> [WRITTEN INSTRUCTION] Lay out the material below as a JSON list of strings, one string per line, omitting blank lines and the pictures.

=-=-=

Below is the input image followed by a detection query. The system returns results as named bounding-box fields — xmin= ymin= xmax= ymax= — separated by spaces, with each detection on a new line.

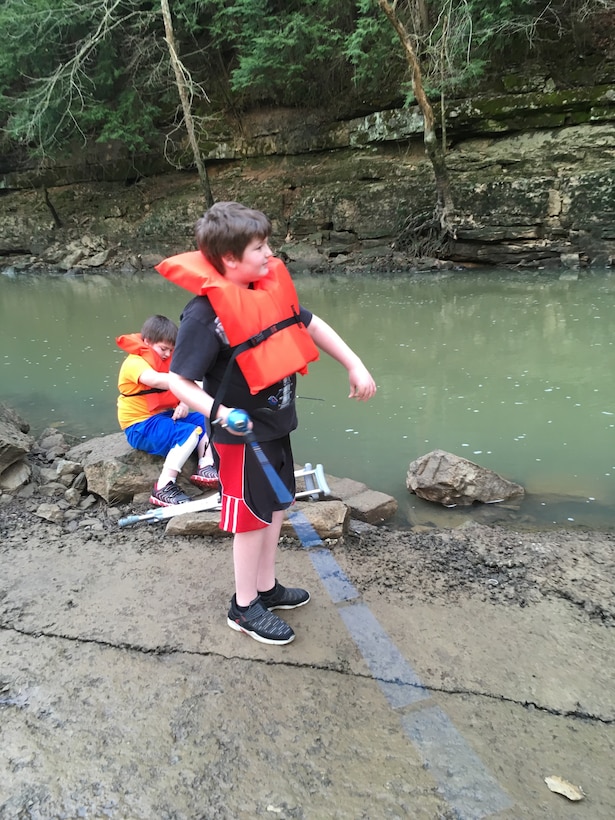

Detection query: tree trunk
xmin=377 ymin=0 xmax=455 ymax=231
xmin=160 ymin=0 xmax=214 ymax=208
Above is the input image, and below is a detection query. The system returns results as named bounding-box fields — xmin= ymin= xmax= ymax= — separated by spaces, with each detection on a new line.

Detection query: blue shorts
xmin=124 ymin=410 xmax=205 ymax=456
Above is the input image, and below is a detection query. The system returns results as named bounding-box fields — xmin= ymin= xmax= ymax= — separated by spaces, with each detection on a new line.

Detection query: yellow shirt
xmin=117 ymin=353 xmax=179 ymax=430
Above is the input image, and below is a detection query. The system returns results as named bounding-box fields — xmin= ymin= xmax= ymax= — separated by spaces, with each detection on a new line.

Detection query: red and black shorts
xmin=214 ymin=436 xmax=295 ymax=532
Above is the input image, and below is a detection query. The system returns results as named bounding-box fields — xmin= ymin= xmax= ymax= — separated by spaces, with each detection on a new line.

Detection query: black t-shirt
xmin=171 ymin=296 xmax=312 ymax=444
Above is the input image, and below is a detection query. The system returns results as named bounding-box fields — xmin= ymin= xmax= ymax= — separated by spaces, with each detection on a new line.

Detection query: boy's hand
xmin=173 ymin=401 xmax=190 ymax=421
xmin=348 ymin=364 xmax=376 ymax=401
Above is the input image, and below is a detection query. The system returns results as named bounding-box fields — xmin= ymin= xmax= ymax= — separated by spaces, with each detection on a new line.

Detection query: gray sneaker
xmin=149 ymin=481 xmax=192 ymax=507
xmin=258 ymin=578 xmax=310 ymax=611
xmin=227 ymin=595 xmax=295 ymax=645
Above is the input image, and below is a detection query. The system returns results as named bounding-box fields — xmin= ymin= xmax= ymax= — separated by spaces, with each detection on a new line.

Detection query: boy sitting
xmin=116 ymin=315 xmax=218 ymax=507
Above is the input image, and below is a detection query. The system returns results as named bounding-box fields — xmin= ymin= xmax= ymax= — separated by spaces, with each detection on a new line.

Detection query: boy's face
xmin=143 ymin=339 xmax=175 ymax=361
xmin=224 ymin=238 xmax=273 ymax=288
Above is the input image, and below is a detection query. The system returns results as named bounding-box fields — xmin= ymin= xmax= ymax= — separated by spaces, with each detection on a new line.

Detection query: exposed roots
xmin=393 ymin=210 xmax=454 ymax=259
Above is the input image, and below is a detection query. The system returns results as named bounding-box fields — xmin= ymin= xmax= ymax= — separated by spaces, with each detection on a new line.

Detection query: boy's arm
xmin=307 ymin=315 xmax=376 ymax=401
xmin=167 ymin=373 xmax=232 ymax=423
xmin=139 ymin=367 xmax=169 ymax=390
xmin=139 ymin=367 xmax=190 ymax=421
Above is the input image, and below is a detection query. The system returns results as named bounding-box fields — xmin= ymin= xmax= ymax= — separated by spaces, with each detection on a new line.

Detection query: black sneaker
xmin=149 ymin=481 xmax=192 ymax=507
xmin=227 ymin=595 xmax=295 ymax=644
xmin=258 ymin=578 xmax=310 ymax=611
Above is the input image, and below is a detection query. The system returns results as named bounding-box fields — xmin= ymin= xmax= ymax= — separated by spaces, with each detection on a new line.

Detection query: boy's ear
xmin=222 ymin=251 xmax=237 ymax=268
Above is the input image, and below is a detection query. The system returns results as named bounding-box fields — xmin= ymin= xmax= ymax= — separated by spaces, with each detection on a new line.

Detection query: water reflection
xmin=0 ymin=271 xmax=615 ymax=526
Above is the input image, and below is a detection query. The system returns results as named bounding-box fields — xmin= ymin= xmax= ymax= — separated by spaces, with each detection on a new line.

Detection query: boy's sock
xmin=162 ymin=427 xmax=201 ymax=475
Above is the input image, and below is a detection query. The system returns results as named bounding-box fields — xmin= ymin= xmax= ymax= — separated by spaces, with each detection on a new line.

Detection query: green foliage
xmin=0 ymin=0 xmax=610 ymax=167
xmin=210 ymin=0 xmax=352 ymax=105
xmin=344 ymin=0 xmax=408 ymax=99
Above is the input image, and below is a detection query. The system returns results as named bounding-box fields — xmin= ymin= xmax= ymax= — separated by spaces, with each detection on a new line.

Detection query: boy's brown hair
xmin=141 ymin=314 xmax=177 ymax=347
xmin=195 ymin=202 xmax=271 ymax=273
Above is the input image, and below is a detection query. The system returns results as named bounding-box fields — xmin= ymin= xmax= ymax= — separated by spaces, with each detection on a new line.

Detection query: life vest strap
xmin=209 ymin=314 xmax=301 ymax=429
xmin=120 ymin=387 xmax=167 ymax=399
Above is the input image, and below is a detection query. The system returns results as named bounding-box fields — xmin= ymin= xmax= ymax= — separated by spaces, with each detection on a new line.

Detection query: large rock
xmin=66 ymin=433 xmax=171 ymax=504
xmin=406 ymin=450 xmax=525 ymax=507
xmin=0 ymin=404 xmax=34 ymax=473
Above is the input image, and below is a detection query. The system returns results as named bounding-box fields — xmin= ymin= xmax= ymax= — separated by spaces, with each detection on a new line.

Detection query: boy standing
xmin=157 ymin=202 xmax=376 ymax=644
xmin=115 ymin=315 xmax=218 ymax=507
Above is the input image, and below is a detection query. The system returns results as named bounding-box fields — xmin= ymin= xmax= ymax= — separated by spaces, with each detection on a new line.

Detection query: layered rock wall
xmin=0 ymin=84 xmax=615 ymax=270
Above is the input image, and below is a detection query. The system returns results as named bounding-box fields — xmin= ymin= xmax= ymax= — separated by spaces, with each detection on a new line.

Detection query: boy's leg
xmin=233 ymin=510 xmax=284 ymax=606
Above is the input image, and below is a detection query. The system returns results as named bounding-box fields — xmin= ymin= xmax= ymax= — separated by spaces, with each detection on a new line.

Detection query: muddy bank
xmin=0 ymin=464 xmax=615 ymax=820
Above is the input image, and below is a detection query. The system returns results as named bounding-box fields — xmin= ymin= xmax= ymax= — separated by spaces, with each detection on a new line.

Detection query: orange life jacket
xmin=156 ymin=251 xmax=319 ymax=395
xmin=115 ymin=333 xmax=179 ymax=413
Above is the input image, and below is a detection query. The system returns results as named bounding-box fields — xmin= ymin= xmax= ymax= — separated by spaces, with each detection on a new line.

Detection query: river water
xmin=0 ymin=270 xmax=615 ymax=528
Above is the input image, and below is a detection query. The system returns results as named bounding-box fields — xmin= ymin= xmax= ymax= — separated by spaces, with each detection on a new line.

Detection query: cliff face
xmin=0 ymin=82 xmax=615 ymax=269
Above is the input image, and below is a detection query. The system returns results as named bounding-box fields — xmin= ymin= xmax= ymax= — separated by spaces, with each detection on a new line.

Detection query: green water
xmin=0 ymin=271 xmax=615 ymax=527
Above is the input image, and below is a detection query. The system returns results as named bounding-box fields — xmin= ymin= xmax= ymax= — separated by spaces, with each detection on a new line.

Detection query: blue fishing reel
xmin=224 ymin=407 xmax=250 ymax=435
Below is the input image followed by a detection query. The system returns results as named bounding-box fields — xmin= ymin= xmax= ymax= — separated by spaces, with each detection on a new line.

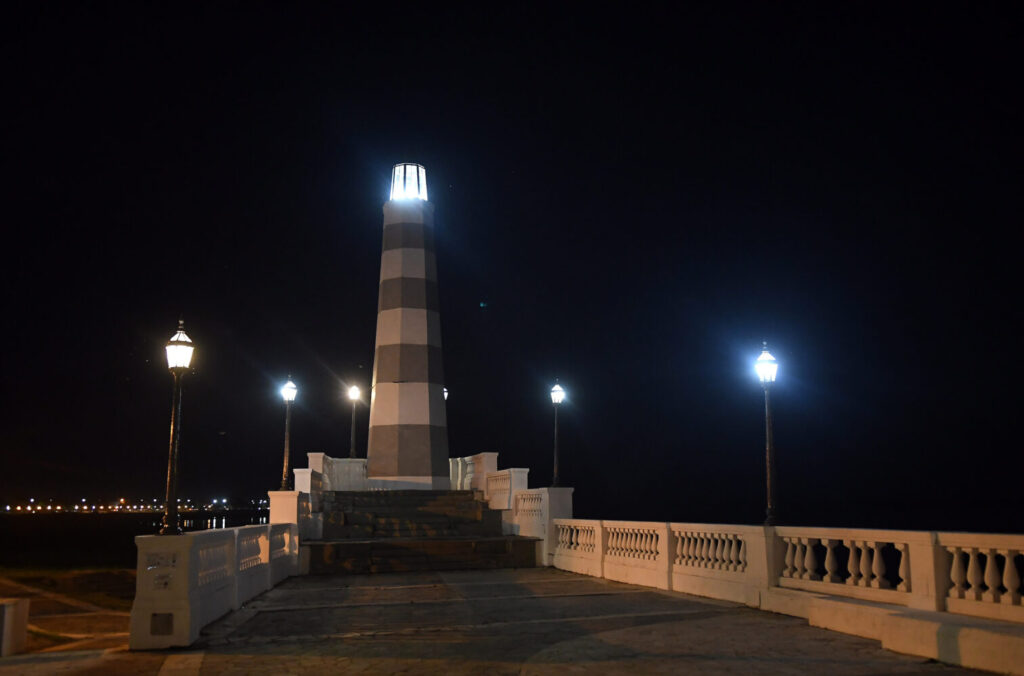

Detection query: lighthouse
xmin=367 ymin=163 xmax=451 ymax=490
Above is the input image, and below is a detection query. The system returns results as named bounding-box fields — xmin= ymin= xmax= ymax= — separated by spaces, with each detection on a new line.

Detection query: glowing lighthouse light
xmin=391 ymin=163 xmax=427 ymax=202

=-=-=

> [TASK OUTPUT]
[
  "Below is the input image followed by a detection query. The system returns results as named bounding-box fields — xmin= ymin= xmax= ymax= — separated by spaces, with each detection on a new line.",
  "Detection query: tree trunk",
  "xmin=377 ymin=0 xmax=455 ymax=231",
  "xmin=160 ymin=0 xmax=214 ymax=208",
  "Above is the input image, and below is a detection query. The system returns results as named bounding-box fields — xmin= ymin= xmax= ymax= — separated by spaces, with each detection on a new line.",
  "Detection query: blue shorts",
  "xmin=124 ymin=410 xmax=205 ymax=456",
  "Above is the input image, and below is a detection query. The system returns results as named bounding-box fields — xmin= ymin= xmax= ymax= — separated by spaces, with each detection on a new line.",
  "Detection query: yellow shirt",
  "xmin=117 ymin=353 xmax=179 ymax=430",
  "Above is the input image, and below is a detection query. The system returns results as named bounding-box fields — xmin= ymin= xmax= ymax= — separated by spaces, with each detection on a new line.",
  "Detection query: red and black shorts",
  "xmin=214 ymin=436 xmax=295 ymax=532",
  "Above is the input image, and below is a detection query. The system returns results as named bounding-box fields — xmin= ymin= xmax= ymax= — separated by spaces, with each detection on a new line.",
  "Detection query: black t-shirt",
  "xmin=171 ymin=296 xmax=312 ymax=444",
  "Above is the input image, and below is a detection query. The system returns results as named bounding-box fields — xmin= ymin= xmax= ymax= — separated by spaces, with each detection on a new line.",
  "Detection query: boy's hand",
  "xmin=173 ymin=401 xmax=190 ymax=421",
  "xmin=348 ymin=364 xmax=376 ymax=401",
  "Above is the input image, and below is a detection query. The system returns results as named bounding-box fields — xmin= ymin= xmax= ymax= — separated by spaces, with each detection on a new line.",
  "Detection query: gray sneaker",
  "xmin=149 ymin=481 xmax=192 ymax=507",
  "xmin=258 ymin=578 xmax=310 ymax=611",
  "xmin=227 ymin=595 xmax=295 ymax=645",
  "Above is the input image, and below is a detection query. The system returns results as named bounding-box fields — xmin= ymin= xmax= ymax= — separated by spaces, with each detection on a new line.",
  "Detection query: boy sitting",
  "xmin=116 ymin=315 xmax=218 ymax=507",
  "Above is the input image, and below is a detection query. The system returns results as named bounding-box fields — xmin= ymin= xmax= ymax= — separated by spaces, with each detection on a new line.",
  "Detection query: boy's face",
  "xmin=143 ymin=339 xmax=175 ymax=361",
  "xmin=224 ymin=238 xmax=273 ymax=288",
  "Above is the input image, and below is a detection query. The system returns results as named bounding-box fields — xmin= ymin= xmax= ymax= — separated by spaces, with each detection on a new line.",
  "Detection query: exposed roots",
  "xmin=393 ymin=210 xmax=454 ymax=259",
  "Above is the input image, and below is a detection query. The system returns results as named bounding-box fields — xmin= ymin= xmax= ymax= — separated by spaces, with each detection on a new line.",
  "Detection query: boy's arm",
  "xmin=307 ymin=315 xmax=376 ymax=401",
  "xmin=167 ymin=373 xmax=232 ymax=423",
  "xmin=139 ymin=367 xmax=169 ymax=390",
  "xmin=139 ymin=367 xmax=190 ymax=421",
  "Above is the input image, and below is a detection query. The system returns results as named bounding-box fields — xmin= ymin= xmax= ymax= — separated by spaces, with each detection on a new line.",
  "Detection query: black sneaker",
  "xmin=149 ymin=481 xmax=192 ymax=507",
  "xmin=227 ymin=595 xmax=295 ymax=644",
  "xmin=258 ymin=578 xmax=310 ymax=611",
  "Above is the input image, and below is a detection query. The system returns results as named bounding-box fields — xmin= ymin= xmax= ymax= — separated by spaces, with each detection on a new line.",
  "Detection query: boy's ear",
  "xmin=222 ymin=251 xmax=237 ymax=268",
  "Above is the input image, and below is a detection query. The system returns results as named bounding-box fields — xmin= ymin= xmax= ymax= — separated by spaces, with each detection on a new line.",
  "Detection query: water reflection",
  "xmin=0 ymin=271 xmax=615 ymax=526",
  "Above is the input image, and below is a detection query. The system returns results as named bounding-box fields — xmin= ymin= xmax= ymax= — separated by spaces, with each detection on a new line.",
  "Detection query: boy's sock",
  "xmin=162 ymin=427 xmax=201 ymax=475",
  "Above is the input image, and below is a detection query. The system returns results as named bounding-box fields — xmin= ymin= xmax= ymax= — separated by spaces, with each detection on a new line.",
  "Detection query: green foliage",
  "xmin=0 ymin=0 xmax=610 ymax=167",
  "xmin=210 ymin=0 xmax=352 ymax=105",
  "xmin=344 ymin=0 xmax=408 ymax=99",
  "Above is the input image, and below is a detection query. The system returns results as named bounding-box fields — xmin= ymin= xmax= ymax= — separated by spaces, with each detection on a new line.",
  "Detection query: boy's brown hair",
  "xmin=141 ymin=314 xmax=177 ymax=347",
  "xmin=195 ymin=202 xmax=271 ymax=273",
  "Above is the input image, and below is a detection query. The system returns results as named bounding-box fields — xmin= ymin= xmax= ymax= — separated by spaces, with each detection on a new line.",
  "Detection query: life vest strap",
  "xmin=209 ymin=314 xmax=301 ymax=429",
  "xmin=120 ymin=387 xmax=167 ymax=399",
  "Above is the input image, and below is a detection query. The system returns results as named bounding-box fields — xmin= ymin= xmax= ymax= — separated by spaces, with each detection on a new line.",
  "Detection query: large rock",
  "xmin=66 ymin=433 xmax=171 ymax=504",
  "xmin=406 ymin=450 xmax=525 ymax=507",
  "xmin=0 ymin=404 xmax=34 ymax=473",
  "Above is the input image, and below is a detection query. The system returns results as named bounding-box fields — xmin= ymin= xmax= ymax= — separated by spaces, with each detection on a new line.",
  "Detection query: boy standing",
  "xmin=157 ymin=202 xmax=376 ymax=644",
  "xmin=115 ymin=315 xmax=218 ymax=507",
  "Above is the input image, and below is a detection query. The system returns results as named bounding-box fields — xmin= ymin= xmax= ymax= — separated by spaces, with each detection on a new line.",
  "Detection query: layered rock wall",
  "xmin=0 ymin=84 xmax=615 ymax=270",
  "Above is the input image, and below is a detection query. The system returns results as named bounding-box fields — xmin= ymin= xmax= ymax= — separated by spaces, with each detection on a new line.",
  "Detection query: boy's leg",
  "xmin=233 ymin=510 xmax=284 ymax=606",
  "Above is the input image, and below is a detection query. The system returns results as named bounding-box fields — xmin= ymin= xmax= ymax= — separated by spaces, with each detection on a new line.",
  "Detection query: muddy bank",
  "xmin=0 ymin=464 xmax=615 ymax=820",
  "Above is the input image, and below is a detection query. The system returns results as named bounding-box fields — xmin= ymin= xmax= ymax= — separated by spaces, with each detection on a new line.",
  "Detection query: orange life jacket",
  "xmin=156 ymin=251 xmax=319 ymax=395",
  "xmin=115 ymin=333 xmax=179 ymax=413",
  "Above is the input image, and below is a detection query. The system returns results as named bounding-box fields — xmin= ymin= xmax= ymax= — separated by spaces, with each detection on a new line.",
  "Detection query: river water",
  "xmin=0 ymin=270 xmax=615 ymax=528",
  "Above is the input image, and below is a detection query. The system returns results as named bounding-box fields — xmin= ymin= xmax= ymax= — separated by spaces, with each detection on a new line.",
  "Detection query: cliff face",
  "xmin=0 ymin=82 xmax=615 ymax=269",
  "Above is the input image, and below is a detection query. The system returns results as named bounding-box fields — xmin= ymin= xmax= ymax= — separated by spaces, with each detection on a new line.",
  "Detection query: green water",
  "xmin=0 ymin=271 xmax=615 ymax=527",
  "Above is the input image, and below is a detection query. The system returns results as named bounding-box fields — xmin= ymin= xmax= ymax= — separated by spaces, with each detection on a new line.",
  "Detection query: blue fishing reel",
  "xmin=224 ymin=407 xmax=250 ymax=435",
  "Below is the input image followed by a detection query. The system returns results as named bounding-box fields — xmin= ymin= xmax= ymax= — separated by spaces, with each detection on a new line.",
  "Detection query: lighthouse",
  "xmin=367 ymin=163 xmax=451 ymax=490",
  "Above is the input image, and below is a detection query. The system returns results as named bounding-box fields — xmin= ymin= xmax= ymax= — separated by spaces, with each detection on a new line.",
  "Detection query: glowing lighthouse light",
  "xmin=391 ymin=163 xmax=427 ymax=202"
]